This guide provides a rapid framework for CISOs to precisely define cyber risk scope using TLCTC v2.0, with Attack Velocity (Δt) for response mode selection and Domain Boundary Operators for responsibility handoffs.
1. The Core Question: Cyber vs. Operational Risk
To effectively manage risk, you must first know what you own. Ask this one question to determine ownership:
2. Cyber Risk Scope: The 10 Threat Clusters
Your scope as CISO is limited to risks arising from these 10 distinct, non-overlapping threat clusters. V2.0 classifies them by topology: Internal (within your domain) vs. Bridge (cross domain boundaries).
IN SCOPE (CISO)
- #1 Abuse of Functions
- #2 Exploiting Server
- #3 Exploiting Client
- #4 Identity Theft
- #5 Man in the Middle
- #6 Flooding Attack
- #7 Malware
- #8 Physical Attack
- #9 Social Engineering
- #10 Supply Chain Attack
OUT OF SCOPE
- Abuse of Access Rights (Authorized user misuse)
- Error in Use (Unintentional mistakes)
- Software/Hardware Failures (No exploitation)
- Process Failures (No threat actor)
==================================================
◆ AIM:
Update the cyber risk scope guide from "- #1 Abuse of" to "Failures (No exploitation)" and give that stretch again, with "Identity Theft" changed to "Credential Theft". Rely only on the cyber risk scope guide.
==================================================
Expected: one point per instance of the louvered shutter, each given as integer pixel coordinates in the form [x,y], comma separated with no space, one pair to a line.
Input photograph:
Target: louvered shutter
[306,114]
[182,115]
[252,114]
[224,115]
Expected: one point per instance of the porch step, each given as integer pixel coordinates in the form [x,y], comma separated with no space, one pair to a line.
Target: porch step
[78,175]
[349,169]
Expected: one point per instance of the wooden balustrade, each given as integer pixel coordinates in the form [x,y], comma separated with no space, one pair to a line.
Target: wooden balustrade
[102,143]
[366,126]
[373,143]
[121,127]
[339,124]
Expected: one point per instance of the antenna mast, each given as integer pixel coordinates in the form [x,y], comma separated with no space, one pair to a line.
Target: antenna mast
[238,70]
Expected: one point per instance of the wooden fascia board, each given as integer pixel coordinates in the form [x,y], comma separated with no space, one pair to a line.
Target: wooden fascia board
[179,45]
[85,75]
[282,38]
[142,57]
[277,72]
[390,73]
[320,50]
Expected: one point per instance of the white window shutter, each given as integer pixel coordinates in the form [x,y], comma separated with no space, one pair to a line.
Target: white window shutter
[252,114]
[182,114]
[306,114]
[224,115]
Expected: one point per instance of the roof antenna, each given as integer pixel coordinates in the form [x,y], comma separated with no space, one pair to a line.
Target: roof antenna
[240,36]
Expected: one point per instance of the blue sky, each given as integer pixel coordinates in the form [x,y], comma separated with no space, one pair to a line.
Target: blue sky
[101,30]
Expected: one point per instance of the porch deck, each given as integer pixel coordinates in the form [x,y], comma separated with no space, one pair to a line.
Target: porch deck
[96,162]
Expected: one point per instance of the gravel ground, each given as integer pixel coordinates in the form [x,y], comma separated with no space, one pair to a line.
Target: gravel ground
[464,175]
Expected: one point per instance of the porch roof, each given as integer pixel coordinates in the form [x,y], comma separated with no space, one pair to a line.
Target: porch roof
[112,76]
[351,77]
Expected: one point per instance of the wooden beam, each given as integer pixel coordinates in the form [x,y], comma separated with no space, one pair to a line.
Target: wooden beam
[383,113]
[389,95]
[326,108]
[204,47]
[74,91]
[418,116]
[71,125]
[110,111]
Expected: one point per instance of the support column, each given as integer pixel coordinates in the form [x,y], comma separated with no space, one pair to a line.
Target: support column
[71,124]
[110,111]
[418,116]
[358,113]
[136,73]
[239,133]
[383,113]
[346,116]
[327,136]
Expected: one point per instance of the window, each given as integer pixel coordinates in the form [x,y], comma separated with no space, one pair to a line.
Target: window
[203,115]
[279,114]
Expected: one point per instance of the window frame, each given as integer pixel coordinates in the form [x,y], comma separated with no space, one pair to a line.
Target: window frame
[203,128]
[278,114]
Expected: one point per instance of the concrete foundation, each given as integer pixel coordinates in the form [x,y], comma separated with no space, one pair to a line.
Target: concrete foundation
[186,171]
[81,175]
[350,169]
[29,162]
==================================================
◆ COMPLETED TASK:
- #1 Abuse of Functions
- #2 Exploiting Server
- #3 Exploiting Client
- #4 Credential Theft
- #5 Man in the Middle
- #6 Flooding Attack
- #7 Malware
- #8 Physical Attack
- #9 Social Engineering
- #10 Supply Chain Attack
OUT OF SCOPE
- Abuse of Access Rights (Authorized user misuse)
- Error in Use (Unintentional mistakes)
- Software/Hardware Failures (No exploitation)